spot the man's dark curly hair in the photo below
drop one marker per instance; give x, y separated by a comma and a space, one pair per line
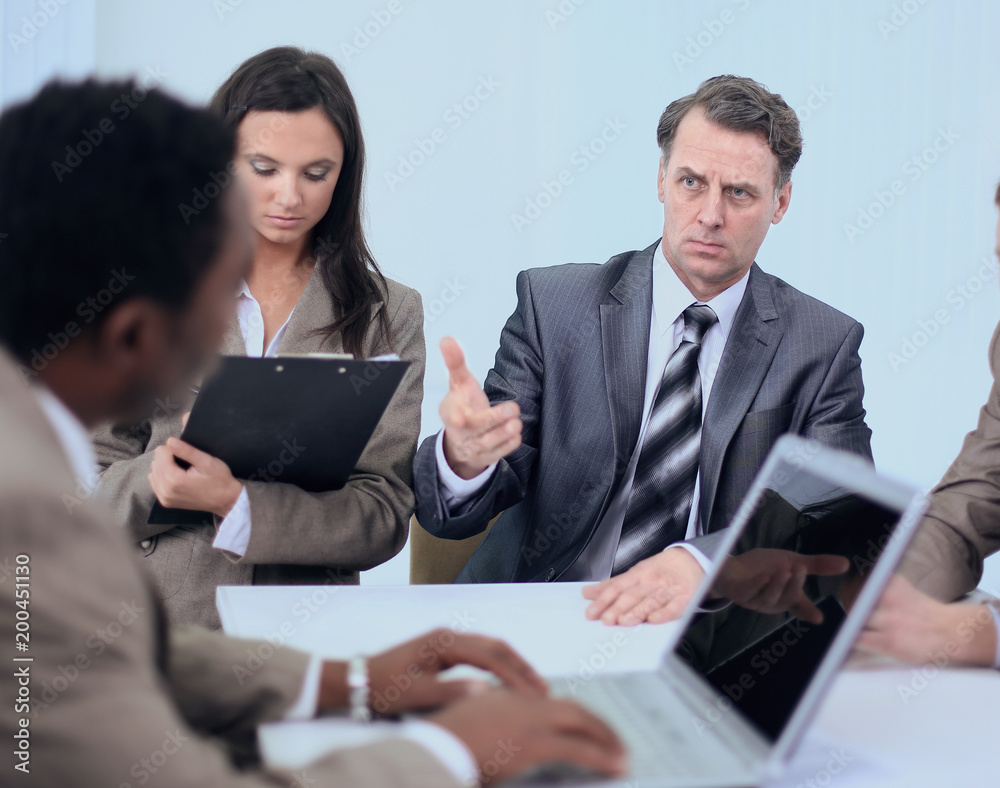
92, 178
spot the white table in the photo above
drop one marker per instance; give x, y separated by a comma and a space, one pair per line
882, 724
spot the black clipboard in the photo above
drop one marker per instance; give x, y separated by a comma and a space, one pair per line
304, 420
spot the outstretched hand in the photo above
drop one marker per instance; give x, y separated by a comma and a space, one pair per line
773, 581
476, 434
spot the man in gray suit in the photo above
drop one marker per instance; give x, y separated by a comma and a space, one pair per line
98, 692
632, 403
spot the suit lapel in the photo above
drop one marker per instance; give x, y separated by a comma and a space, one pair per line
625, 318
313, 311
746, 358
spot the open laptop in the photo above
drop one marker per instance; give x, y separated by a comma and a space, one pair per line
739, 686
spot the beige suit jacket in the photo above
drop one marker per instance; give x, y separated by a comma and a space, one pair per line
297, 537
962, 525
102, 713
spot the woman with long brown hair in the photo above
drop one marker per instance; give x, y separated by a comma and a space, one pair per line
313, 286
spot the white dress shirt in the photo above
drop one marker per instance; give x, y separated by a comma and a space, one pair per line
77, 447
233, 535
666, 329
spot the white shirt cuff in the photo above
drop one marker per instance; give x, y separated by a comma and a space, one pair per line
234, 530
454, 489
700, 557
444, 746
996, 623
305, 706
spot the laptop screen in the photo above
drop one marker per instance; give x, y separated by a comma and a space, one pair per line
744, 642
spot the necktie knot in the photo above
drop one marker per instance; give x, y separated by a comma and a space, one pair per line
698, 318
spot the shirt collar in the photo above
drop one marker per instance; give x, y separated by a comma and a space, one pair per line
72, 435
671, 297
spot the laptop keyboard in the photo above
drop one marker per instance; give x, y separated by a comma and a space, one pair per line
656, 724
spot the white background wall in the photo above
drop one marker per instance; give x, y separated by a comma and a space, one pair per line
877, 84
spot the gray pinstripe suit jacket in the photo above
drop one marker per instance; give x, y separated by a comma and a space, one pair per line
573, 356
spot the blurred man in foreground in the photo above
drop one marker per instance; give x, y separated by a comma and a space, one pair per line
110, 299
914, 621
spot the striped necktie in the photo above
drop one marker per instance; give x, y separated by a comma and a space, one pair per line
659, 504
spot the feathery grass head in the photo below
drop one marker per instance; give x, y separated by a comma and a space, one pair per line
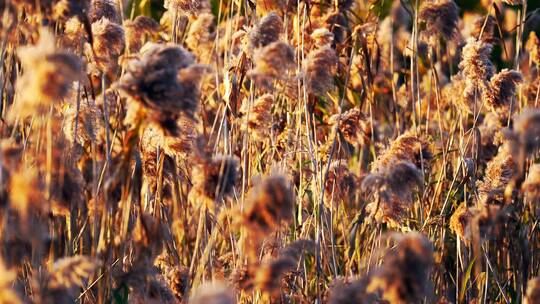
47, 78
138, 31
87, 120
266, 31
190, 7
270, 202
404, 275
533, 291
103, 9
353, 125
391, 191
109, 44
271, 63
527, 130
213, 293
498, 174
502, 89
165, 82
531, 188
269, 275
320, 68
476, 66
484, 29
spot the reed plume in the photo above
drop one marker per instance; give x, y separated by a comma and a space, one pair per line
164, 82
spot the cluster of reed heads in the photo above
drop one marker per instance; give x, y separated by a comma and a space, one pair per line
269, 151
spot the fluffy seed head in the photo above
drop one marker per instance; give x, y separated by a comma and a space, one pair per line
200, 38
502, 89
269, 275
404, 275
441, 18
533, 47
165, 82
485, 28
213, 293
271, 63
533, 291
215, 178
47, 76
138, 31
391, 191
475, 65
531, 187
103, 9
266, 31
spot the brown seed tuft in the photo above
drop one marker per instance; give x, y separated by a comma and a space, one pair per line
404, 275
271, 63
391, 191
501, 90
441, 18
103, 9
138, 31
165, 82
266, 31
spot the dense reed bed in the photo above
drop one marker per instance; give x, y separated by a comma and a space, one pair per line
269, 151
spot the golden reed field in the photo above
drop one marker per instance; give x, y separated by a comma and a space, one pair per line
270, 151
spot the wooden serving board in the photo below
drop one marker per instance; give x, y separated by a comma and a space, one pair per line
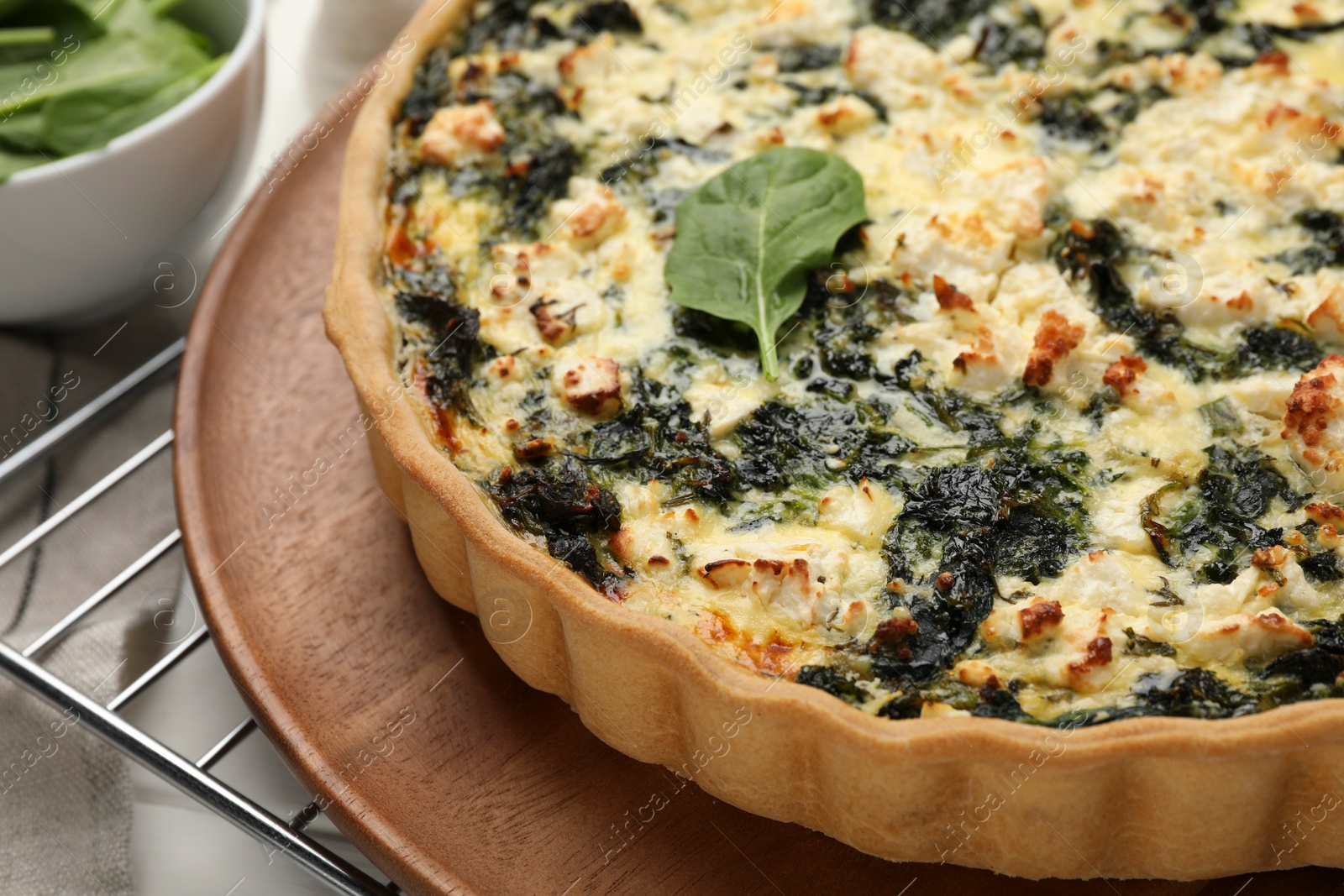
391, 707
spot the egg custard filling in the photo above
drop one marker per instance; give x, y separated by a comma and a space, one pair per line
1057, 432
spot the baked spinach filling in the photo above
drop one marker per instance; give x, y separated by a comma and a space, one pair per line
990, 497
1099, 253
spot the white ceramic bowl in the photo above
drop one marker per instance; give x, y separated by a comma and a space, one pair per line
76, 234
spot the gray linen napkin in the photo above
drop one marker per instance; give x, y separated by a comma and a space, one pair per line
65, 797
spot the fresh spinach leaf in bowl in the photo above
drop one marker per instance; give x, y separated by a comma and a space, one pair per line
74, 74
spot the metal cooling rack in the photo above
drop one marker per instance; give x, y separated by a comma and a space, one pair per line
192, 778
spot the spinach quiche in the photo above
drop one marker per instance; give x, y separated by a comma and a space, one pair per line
956, 364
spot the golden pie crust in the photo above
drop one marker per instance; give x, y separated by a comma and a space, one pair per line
1152, 797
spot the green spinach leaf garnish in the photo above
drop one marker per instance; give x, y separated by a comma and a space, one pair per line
748, 238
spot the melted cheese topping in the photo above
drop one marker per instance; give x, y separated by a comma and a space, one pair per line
1097, 275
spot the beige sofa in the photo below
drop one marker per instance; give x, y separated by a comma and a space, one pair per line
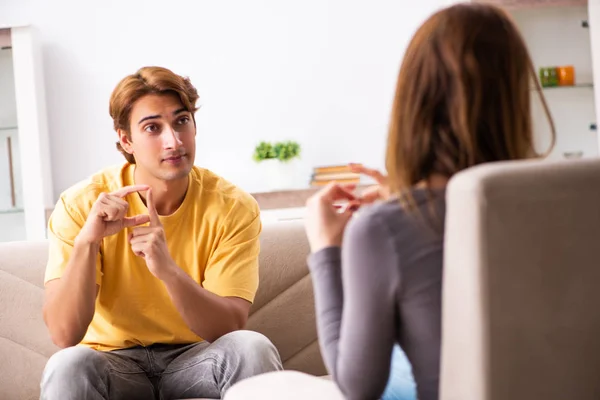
520, 305
283, 310
521, 295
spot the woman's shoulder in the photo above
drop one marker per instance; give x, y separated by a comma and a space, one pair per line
393, 215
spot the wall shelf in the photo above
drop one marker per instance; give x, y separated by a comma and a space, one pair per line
576, 86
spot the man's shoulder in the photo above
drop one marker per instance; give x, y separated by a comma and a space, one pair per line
82, 195
220, 192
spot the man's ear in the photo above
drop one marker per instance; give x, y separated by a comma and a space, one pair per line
125, 141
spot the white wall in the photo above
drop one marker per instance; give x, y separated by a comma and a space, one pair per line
320, 72
594, 18
8, 119
555, 37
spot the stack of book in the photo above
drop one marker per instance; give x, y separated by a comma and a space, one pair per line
323, 175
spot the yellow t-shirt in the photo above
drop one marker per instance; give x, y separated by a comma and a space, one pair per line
213, 237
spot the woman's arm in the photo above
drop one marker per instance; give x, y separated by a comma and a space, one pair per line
355, 295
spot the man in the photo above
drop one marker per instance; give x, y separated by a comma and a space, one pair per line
153, 265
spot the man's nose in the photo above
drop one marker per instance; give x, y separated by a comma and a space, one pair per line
171, 139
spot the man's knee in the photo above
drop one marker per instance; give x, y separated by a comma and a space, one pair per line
73, 361
253, 346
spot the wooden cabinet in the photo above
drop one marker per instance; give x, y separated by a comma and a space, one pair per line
516, 4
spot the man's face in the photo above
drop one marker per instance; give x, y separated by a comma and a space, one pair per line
163, 137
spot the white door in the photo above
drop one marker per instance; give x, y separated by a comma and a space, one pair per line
34, 150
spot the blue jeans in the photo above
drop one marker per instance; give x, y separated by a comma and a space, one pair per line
401, 384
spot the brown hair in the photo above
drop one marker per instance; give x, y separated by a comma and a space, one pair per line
462, 98
147, 80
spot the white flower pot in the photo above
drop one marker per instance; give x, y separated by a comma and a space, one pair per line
280, 175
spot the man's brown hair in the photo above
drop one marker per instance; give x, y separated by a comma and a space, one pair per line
147, 80
462, 97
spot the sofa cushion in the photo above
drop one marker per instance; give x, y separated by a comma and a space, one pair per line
283, 309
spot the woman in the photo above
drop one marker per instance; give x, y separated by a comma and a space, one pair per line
462, 99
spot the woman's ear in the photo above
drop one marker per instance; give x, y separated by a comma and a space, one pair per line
125, 141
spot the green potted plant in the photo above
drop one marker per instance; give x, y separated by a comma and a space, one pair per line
278, 163
283, 151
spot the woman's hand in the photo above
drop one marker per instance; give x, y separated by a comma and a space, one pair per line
379, 191
325, 220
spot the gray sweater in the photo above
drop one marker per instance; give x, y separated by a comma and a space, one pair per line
383, 287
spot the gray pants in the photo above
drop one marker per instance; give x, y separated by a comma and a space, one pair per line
158, 371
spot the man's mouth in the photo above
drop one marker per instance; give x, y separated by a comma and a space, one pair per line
173, 159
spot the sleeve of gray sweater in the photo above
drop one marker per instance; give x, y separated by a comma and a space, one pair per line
356, 295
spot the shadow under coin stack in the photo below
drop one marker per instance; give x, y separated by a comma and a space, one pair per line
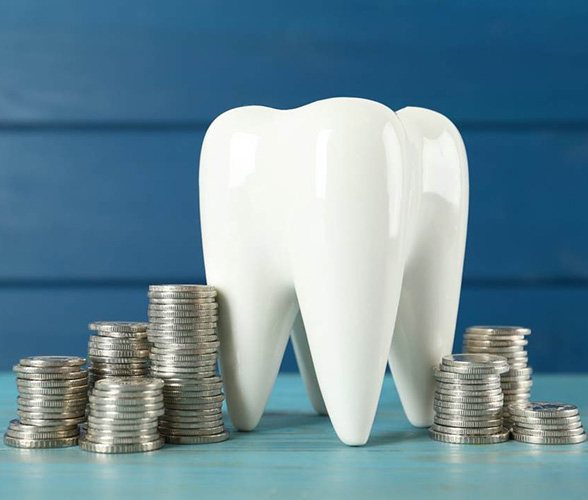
124, 416
547, 423
508, 342
52, 398
118, 349
184, 350
468, 400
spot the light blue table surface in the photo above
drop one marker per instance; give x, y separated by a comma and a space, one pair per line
295, 454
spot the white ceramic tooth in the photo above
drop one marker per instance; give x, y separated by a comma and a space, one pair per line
311, 206
427, 313
306, 366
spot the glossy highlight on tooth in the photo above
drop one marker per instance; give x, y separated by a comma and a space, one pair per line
342, 224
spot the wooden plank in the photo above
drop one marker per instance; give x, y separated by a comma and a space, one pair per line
54, 320
178, 61
100, 206
97, 205
295, 454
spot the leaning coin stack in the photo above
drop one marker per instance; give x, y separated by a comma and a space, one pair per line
468, 400
118, 349
184, 344
52, 398
547, 423
509, 342
123, 416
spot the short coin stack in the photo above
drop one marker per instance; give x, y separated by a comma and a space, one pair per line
509, 342
51, 402
123, 416
118, 349
468, 400
183, 333
547, 423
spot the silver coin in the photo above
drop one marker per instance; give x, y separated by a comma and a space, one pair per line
195, 399
155, 300
183, 364
123, 401
195, 288
506, 352
193, 432
467, 406
184, 376
51, 403
44, 375
118, 424
549, 433
177, 323
118, 326
451, 389
52, 361
544, 409
540, 422
139, 395
500, 437
197, 416
466, 378
576, 439
178, 307
40, 443
115, 407
35, 432
130, 385
51, 422
121, 448
51, 384
53, 392
119, 353
99, 438
498, 330
120, 415
197, 439
183, 295
463, 412
466, 431
168, 428
516, 374
494, 342
460, 422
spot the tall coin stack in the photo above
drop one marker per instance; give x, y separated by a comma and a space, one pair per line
184, 350
52, 398
123, 416
547, 423
509, 342
468, 400
118, 349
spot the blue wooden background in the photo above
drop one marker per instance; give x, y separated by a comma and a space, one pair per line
103, 106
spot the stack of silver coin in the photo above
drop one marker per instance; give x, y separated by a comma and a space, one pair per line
52, 398
118, 349
123, 416
468, 400
509, 342
184, 350
547, 423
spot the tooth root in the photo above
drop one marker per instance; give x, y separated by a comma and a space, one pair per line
425, 325
255, 322
306, 366
348, 268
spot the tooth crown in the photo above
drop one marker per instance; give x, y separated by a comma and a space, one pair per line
323, 222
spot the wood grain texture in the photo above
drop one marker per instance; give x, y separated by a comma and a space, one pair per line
116, 206
295, 454
53, 320
181, 61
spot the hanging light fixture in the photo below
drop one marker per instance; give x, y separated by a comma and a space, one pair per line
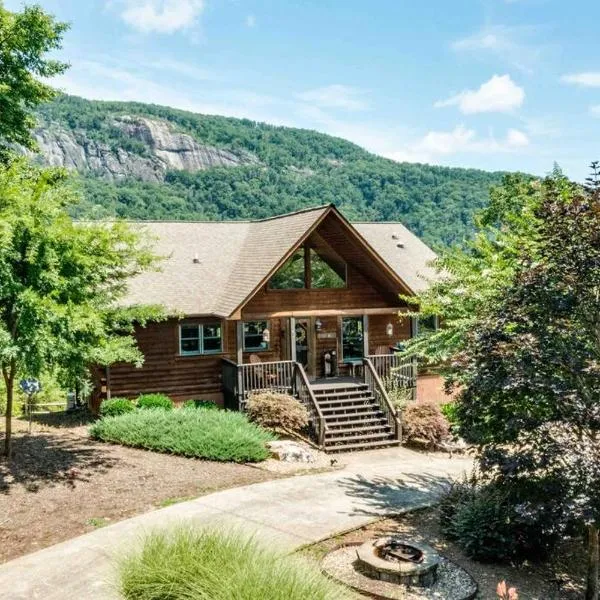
266, 335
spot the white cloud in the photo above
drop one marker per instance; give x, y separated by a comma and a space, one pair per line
514, 45
460, 140
335, 96
160, 16
585, 79
499, 94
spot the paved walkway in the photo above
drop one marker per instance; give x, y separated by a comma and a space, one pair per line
287, 512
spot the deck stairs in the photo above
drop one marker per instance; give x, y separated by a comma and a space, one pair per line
353, 418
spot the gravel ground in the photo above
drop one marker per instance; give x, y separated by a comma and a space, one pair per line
453, 582
559, 579
60, 483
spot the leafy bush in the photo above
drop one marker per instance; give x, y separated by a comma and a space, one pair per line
449, 411
116, 406
277, 411
205, 404
398, 394
155, 401
491, 524
197, 565
424, 423
211, 434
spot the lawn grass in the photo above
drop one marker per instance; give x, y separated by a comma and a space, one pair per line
203, 433
189, 564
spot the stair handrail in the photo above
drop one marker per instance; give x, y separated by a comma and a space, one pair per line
376, 386
320, 424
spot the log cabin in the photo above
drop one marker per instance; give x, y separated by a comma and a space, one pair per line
304, 303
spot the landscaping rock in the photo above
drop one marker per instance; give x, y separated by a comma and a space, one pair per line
288, 451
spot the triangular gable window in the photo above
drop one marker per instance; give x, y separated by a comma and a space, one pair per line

:::::

(TASK GOAL):
Only one stretch of the entries above is needed: the lines from the one containing "spot the golden reed field in the photo above" through the one containing "spot the baked". Copy it exactly, without the pictures.

(SOLUTION BELOW):
spot the golden reed field in the photo above
drop one marker per instance; give x, y separated by a comma and a space, one pair per line
270, 151
spot the wooden serving board in the photo below
drop one marker per instance; give x, y separated by a comma and a space, one pair per line
391, 707
spot the egg custard filling in the photo above
drop one marker per instance; give x, y separated by a comma and a space, one pair per line
1057, 432
spot the baked spinach filling in the photo above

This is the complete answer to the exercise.